→ CONSIGNE DONNÉE:
Recopiez en entier le passage allant de la ligne contenant « on the minaret. » jusqu'à la fin du matériel, bornes comprises, sans rien omettre. Décalez de 143 chaque coordonnée de cadre figurant dans les réponses.

→ ENTRÉES DU CORPUS:
++++++
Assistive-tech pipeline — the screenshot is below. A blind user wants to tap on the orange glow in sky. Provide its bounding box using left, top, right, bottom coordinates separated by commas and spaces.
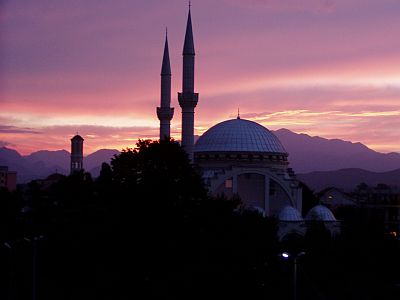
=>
0, 0, 400, 154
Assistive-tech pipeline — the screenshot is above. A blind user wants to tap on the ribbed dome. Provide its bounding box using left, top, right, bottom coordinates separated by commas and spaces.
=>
306, 205, 337, 221
279, 206, 303, 222
194, 119, 286, 154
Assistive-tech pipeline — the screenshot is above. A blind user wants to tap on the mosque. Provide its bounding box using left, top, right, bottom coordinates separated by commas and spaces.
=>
153, 8, 338, 239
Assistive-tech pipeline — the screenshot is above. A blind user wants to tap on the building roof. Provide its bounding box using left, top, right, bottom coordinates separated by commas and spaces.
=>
71, 134, 84, 141
278, 205, 304, 222
194, 118, 287, 154
306, 205, 337, 222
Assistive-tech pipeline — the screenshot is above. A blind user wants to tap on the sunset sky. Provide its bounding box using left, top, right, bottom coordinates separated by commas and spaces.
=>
0, 0, 400, 154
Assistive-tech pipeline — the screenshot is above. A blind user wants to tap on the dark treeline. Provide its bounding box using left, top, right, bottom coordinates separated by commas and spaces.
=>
0, 141, 400, 300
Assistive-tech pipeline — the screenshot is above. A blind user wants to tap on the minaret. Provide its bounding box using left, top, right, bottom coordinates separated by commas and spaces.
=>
71, 134, 84, 174
157, 29, 174, 140
178, 6, 199, 161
++++++
→ RÉPONSE ATTENDUE:
Assistive-tech pipeline — the screenshot is above. A blind user wants to tap on the minaret. Provide its bounding box using left, top, right, bottom coordinates separated by commas and spaces.
=>
214, 277, 227, 317
300, 172, 317, 283
321, 149, 342, 304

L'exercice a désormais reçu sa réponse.